Segment Start: Study material

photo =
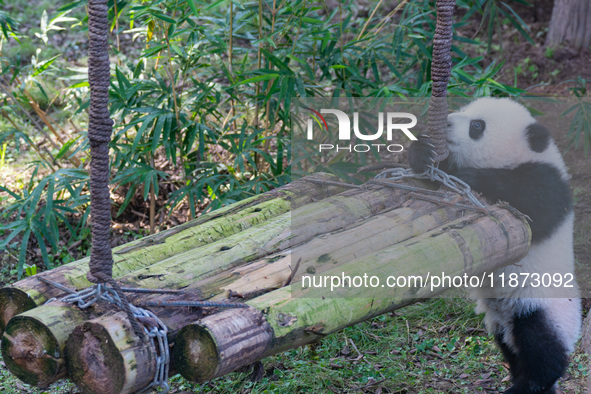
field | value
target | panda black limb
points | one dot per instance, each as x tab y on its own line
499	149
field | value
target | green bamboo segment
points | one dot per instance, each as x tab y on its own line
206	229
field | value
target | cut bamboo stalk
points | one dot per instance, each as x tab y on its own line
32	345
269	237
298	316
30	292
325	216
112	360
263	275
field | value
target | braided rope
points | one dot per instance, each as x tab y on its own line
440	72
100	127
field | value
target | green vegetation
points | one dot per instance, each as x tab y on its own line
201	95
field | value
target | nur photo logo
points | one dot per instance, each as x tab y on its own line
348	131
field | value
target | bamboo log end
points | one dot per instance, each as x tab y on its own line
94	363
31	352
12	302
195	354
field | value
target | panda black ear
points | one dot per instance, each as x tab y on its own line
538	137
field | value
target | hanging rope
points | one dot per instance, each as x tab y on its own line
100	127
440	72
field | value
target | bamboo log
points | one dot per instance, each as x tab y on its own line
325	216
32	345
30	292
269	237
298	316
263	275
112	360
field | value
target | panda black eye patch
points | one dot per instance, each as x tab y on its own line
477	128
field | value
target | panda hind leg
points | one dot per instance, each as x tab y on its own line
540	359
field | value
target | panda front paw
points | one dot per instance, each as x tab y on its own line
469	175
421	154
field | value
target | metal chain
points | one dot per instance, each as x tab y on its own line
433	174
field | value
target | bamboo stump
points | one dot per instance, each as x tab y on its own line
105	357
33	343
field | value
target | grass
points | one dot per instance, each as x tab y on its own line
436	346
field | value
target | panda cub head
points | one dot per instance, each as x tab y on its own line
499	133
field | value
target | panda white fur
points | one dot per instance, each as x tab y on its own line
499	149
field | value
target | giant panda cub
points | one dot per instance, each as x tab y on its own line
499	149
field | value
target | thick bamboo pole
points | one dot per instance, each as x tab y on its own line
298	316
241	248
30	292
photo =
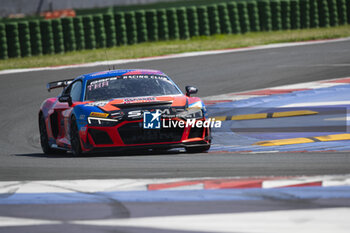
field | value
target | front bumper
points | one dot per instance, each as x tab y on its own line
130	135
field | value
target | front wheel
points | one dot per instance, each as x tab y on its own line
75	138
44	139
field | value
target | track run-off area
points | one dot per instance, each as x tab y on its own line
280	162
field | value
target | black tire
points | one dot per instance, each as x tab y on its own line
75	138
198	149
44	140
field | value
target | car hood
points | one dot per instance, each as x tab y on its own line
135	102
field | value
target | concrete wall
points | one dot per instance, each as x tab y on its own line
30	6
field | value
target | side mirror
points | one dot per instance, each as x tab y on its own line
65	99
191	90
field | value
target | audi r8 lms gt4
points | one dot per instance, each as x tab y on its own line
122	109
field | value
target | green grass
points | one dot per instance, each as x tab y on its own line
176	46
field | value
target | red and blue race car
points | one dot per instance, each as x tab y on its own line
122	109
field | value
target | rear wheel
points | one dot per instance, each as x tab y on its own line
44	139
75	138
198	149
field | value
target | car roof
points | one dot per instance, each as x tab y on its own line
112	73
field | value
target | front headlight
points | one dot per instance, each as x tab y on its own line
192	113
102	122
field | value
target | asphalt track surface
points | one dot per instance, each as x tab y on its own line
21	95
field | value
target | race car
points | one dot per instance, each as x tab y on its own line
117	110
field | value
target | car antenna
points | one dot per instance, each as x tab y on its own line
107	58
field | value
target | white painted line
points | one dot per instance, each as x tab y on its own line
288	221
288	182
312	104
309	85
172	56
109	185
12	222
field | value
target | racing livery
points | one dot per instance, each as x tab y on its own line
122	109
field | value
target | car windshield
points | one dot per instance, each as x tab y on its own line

Segment End: Study material

### Instructions to follow
State the number of lines in the data that contain the word "black", offering no other text.

### Answer space
4